(Recorded data)

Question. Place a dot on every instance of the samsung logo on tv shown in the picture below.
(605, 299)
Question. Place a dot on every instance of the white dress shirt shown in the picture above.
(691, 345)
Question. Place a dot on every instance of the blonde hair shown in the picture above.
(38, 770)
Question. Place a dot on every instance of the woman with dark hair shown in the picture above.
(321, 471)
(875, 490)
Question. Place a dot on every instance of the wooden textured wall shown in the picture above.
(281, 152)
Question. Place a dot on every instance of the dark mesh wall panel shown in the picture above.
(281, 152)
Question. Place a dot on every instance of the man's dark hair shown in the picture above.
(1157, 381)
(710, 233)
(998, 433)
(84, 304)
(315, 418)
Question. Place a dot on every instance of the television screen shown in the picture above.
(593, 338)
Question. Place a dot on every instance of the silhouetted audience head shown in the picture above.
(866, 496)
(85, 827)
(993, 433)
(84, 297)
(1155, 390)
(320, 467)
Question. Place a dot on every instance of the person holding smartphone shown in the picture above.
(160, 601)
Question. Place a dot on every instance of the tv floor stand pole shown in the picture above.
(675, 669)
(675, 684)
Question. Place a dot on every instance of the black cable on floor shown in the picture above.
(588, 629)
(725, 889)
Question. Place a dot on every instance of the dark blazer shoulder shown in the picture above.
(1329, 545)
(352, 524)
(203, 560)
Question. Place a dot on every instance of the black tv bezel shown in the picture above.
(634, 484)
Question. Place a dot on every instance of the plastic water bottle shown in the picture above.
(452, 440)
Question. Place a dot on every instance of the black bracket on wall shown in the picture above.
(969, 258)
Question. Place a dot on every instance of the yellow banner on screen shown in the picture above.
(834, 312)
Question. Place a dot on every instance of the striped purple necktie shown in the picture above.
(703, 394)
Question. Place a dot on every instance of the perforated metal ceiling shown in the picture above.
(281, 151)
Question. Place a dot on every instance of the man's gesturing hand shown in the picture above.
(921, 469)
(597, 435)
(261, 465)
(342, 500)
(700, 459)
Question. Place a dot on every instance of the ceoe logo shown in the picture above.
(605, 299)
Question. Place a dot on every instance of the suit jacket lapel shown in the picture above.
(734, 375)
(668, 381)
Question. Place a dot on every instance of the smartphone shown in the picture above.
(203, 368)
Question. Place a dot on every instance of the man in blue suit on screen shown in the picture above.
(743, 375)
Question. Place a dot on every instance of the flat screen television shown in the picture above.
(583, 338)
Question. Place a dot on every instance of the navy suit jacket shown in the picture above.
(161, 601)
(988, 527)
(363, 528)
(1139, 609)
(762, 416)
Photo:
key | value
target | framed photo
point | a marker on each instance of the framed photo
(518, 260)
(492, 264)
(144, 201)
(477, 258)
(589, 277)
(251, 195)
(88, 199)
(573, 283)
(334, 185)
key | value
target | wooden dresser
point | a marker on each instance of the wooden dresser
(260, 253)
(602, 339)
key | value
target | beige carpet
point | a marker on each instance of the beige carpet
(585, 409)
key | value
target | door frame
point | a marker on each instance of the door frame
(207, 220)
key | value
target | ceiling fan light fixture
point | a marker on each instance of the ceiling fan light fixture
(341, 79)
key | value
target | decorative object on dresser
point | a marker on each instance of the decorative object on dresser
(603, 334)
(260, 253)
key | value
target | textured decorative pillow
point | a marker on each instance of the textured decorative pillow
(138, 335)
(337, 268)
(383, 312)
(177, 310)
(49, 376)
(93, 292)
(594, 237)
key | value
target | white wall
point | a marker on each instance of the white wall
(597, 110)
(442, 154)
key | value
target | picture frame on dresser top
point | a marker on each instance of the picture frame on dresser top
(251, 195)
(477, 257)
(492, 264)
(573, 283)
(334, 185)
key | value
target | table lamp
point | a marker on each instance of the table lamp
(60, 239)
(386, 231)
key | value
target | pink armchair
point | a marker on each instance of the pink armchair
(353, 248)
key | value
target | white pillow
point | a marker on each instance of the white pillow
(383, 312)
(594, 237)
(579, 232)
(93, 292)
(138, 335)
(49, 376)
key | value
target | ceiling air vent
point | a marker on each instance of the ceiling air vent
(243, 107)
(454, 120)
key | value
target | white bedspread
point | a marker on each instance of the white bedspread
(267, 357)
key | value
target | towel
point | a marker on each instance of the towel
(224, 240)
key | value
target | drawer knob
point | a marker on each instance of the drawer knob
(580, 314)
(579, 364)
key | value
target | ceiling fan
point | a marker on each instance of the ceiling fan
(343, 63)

Task goal
Extract every record. Keep wording exact.

Reply to the task
Question. Place a dot on every instance of the samsung logo on tv shown in the picture below.
(605, 299)
Question. Place a dot on every instance of the white dress shirt shown in the picture above.
(691, 345)
Question. Place a dot on every instance of the blonde hair shown in the picture above.
(38, 770)
Question. Place a dot on every instance of the woman with dark hair shown in the picture above.
(321, 471)
(875, 490)
Question. Place a dot on every instance of the wooden textured wall shown in the picture above.
(281, 152)
Question. Place a dot on every instance of the dark mesh wall panel shown in the picture above.
(281, 152)
Question. Place a dot on every instance of the man's dark hair shown in the picture above.
(1157, 381)
(710, 233)
(998, 433)
(84, 304)
(315, 418)
Question. Place a dot on every instance of the television screen shown in the picture above.
(593, 338)
Question. Place a dot on every instance of the silhouetted audience head shown in the picture above.
(866, 496)
(85, 827)
(993, 433)
(84, 297)
(1155, 390)
(320, 467)
Question. Place a dot on every instance of the person holding smartphone shown in the picture above.
(160, 601)
Question. Place a dot on every instance of the tv floor stand pole shown in the picture above.
(675, 669)
(675, 684)
Question. Place a dot on every instance of the black cable on floor shown in the picture above.
(588, 629)
(725, 889)
Question. Place a dot on every instance of the dark blazer shoulder shown in the picture above.
(1329, 545)
(352, 524)
(203, 560)
Question. Place a dot on every instance of the black tv bezel shown in the picture above.
(634, 484)
Question. Place a dot on every instance of the plastic water bottle shown in the picture above.
(452, 440)
Question. Place a dot on every instance of the black bracket on wall shown in the picture above.
(969, 258)
Question. Place a dot on every instance of the yellow banner on screen shown in the picture above.
(834, 312)
Question. Place a dot on every instance of the striped purple necktie shown in the picture above.
(703, 394)
Question. Place a dot on every instance of the perforated metal ceiling shown in the picture above.
(281, 151)
Question. Place a dot on every instance of the man's gesturing hand shown in the picture above.
(921, 469)
(597, 435)
(261, 465)
(342, 500)
(700, 459)
Question. Place a dot on every instance of the ceoe logo shown in the picture above.
(605, 299)
Question. Place a dot on every instance of the suit jacket lapel shown in the picture above.
(734, 375)
(668, 381)
Question. Place a dot on every instance of the smartphone shown in the picture above.
(203, 368)
Question. Place a dot on every instance of the man in blue suit on screen shown in the picture above.
(743, 375)
Question. Place a dot on every instance of the flat screen television shown in the picture above.
(583, 338)
Question. Place a dot on every instance of the navy suit jacket shown in the picture above.
(161, 601)
(988, 527)
(363, 528)
(1139, 609)
(762, 416)
Photo:
key | value
target | framed photo
point | a marker on each instance of the framed photo
(518, 260)
(492, 264)
(144, 201)
(477, 258)
(589, 277)
(251, 195)
(88, 199)
(573, 283)
(334, 185)
key | value
target | wooden dresser
point | a marker on each instance of the wooden dresser
(260, 253)
(602, 339)
key | value
target | beige carpet
point | a marker on each instance of the beige carpet
(585, 409)
key | value
target | door frame
point | a marker on each instance of the door frame
(207, 220)
key | value
target | ceiling fan light fixture
point | a marker on each instance of the ceiling fan light fixture
(341, 79)
key | value
target | decorative object on dresser
point | a marker on each instance of the decorative object on dresser
(603, 334)
(260, 253)
key | value
target | textured decorative pillow
point | a marker on each instance of the textured decorative pillow
(138, 335)
(337, 268)
(383, 312)
(177, 310)
(49, 376)
(93, 292)
(594, 237)
key | value
target | white wall
point | a marker on each instance of the white wall
(597, 110)
(442, 154)
key | value
target | picture frame on dresser top
point | a marker on each instance of the picture frame on dresser top
(251, 195)
(477, 257)
(492, 264)
(573, 283)
(334, 185)
key | value
target | table lamp
point | a marker on each instance of the table lamp
(60, 239)
(386, 231)
key | value
target | pink armchair
point | a marker on each instance of the pink armchair
(353, 248)
key | value
target | white pillow
point | a marker on each instance of the white pillow
(383, 312)
(594, 237)
(579, 232)
(93, 292)
(138, 335)
(49, 376)
key | value
target | ceiling air vent
point | a marker on each instance of the ceiling air vent
(243, 107)
(454, 120)
key | value
target | white bedspread
point | a marker on each instance of the white bedspread
(267, 357)
key | value
target | towel
point | a marker on each instance of the towel
(224, 240)
key | value
target | drawer knob
point | a marker on each instance of the drawer knob
(580, 314)
(579, 364)
key | value
target | ceiling fan
point | a marker on each instance of the ceiling fan
(343, 63)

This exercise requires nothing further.